INFORMATION PROVIDED below:
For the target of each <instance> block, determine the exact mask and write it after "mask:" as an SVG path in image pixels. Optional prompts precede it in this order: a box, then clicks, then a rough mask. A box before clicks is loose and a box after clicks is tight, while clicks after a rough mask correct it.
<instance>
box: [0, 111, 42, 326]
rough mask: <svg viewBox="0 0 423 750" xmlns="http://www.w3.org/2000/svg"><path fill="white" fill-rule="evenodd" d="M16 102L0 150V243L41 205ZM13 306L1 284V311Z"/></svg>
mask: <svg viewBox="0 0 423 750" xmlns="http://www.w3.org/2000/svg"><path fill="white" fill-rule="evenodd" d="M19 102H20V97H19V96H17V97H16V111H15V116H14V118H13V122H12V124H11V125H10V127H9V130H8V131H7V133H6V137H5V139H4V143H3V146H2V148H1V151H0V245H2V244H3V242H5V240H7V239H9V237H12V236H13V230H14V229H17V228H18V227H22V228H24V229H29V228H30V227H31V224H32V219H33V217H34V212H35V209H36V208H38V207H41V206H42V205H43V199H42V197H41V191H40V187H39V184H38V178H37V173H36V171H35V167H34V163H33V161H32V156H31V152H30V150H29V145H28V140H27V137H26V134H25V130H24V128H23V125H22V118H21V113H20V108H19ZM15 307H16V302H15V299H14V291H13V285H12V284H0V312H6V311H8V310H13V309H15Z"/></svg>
End of INFORMATION PROVIDED.
### WHAT TO PRODUCE
Reproduce every item above verbatim, line for line, without changing anything.

### TASK ANSWER
For the target of each <instance> block, determine the exact mask and write it after "mask:" as an SVG path in image pixels. Optional prompts precede it in this order: a box, then clicks, then a rough mask. A box before clicks is loose and a box after clicks is tight, while clicks after a rough mask correct it.
<instance>
box: [0, 111, 42, 326]
rough mask: <svg viewBox="0 0 423 750" xmlns="http://www.w3.org/2000/svg"><path fill="white" fill-rule="evenodd" d="M16 102L0 150V243L41 205ZM13 306L1 284V311Z"/></svg>
mask: <svg viewBox="0 0 423 750" xmlns="http://www.w3.org/2000/svg"><path fill="white" fill-rule="evenodd" d="M19 102H20V97H19V96H17V97H16V111H15V116H14V118H13V122H12V124H11V125H10V127H9V130H8V131H7V133H6V137H5V139H4V143H3V146H2V148H1V151H0V245H2V244H3V242H5V240H7V239H9V237H12V236H13V230H14V229H17V228H18V227H22V228H24V229H29V228H30V227H31V224H32V219H33V217H34V212H35V209H36V208H38V207H41V206H42V205H43V199H42V197H41V191H40V187H39V184H38V178H37V173H36V171H35V167H34V163H33V161H32V156H31V152H30V150H29V145H28V140H27V137H26V134H25V130H24V128H23V125H22V118H21V113H20V108H19ZM15 307H16V302H15V299H14V291H13V285H12V284H0V312H6V311H8V310H13V309H15Z"/></svg>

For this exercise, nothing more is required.